Park von Schloss Neersen Das Geheimnis des Betons
Neersen. · Arbeiten von Martin Kleppe flankieren während der Festspiele den Weg rund ums Schloss Neersen. Der Künstler experimentiert mit Carbonbeton.
Der Aufbau von Skulturenausstellungen ist immer spannend, wenn Schwergewichte bewegt oder ausgefallene Exponate ausbalanciert werden müssen. Doch im Falle der Ausstellung mit Betonskulpturen von Martin Kleppe gab es Spannung pur. Eine zweiteilige Betonarbeit sollte zu Wasser gelassen werden . Das Unterteil wurde schnell ins Wasser geschoben. Ein Kleinlaster mit Auslegerkran erschien und nahm das Oberteil an den Haken. Der Künstler und sein Bruder zogen die Gummistiefel an und kontrollierten im Wasser das Aufsetzen. Die stilisierte Lotusblüte – oder was man mit der Arbeit auch assoziieren mag, Titel gibt es keine – schwimmt wirklich.
Zwar gibt es schon seit dem Ende des 19. Jahrhunderts Boote mit einem Betonrumpf. Doch allgemein verbindet fast jeder mit dem Material Beton den Ausdruck einer schweren Masse, die nicht sehr schwimmfähig ist. Wenn die Ausstellung auch „Dritter Akt: Beton“ heißt, so arbeitet der Künstler nicht mit irgendeinem Beton, wie wir ihn von jeder normalen Baustelle kennen. Martin Kleppe arbeitet mit dem Beton der Zukunft, mit Carbonstahl. Parallel zu seiner künstlerischen Arbeit in seinem Atelier in Üxheim in der Eifel begleitet er die Forschungen in der Textilbetonentwicklung an der TU Dresden und der RWTH Aachen.

# Datenauszug
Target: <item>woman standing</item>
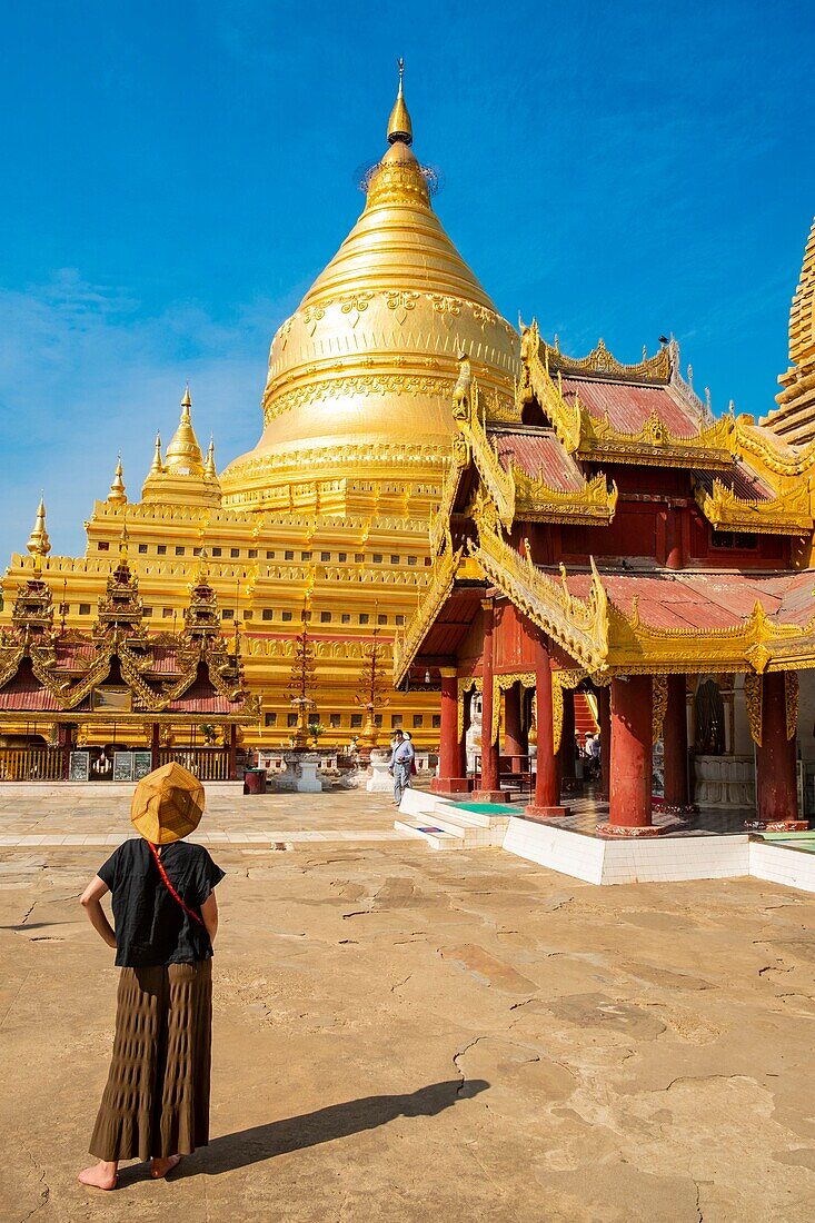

# Schriftliche Aufgabe
Erkläre in ein bis drei Sätzen, warum es laut dem Artikel über die Betonskulpturen im Park von Schloss Neersen beim Aufbau der Ausstellung von Martin Kleppe „Spannung pur“ gab. Die Daten stammen aus einer anderen Quelle als der Artikel.

# Schriftliche Antwort
Eine zweiteilige Betonarbeit sollte zu Wasser gelassen werden. Dafür wurde das Unterteil ins Wasser geschoben, und ein Kleinlaster mit Auslegerkran nahm das Oberteil an den Haken. Der Künstler und sein Bruder kontrollierten in Gummistiefeln im Wasser das Aufsetzen.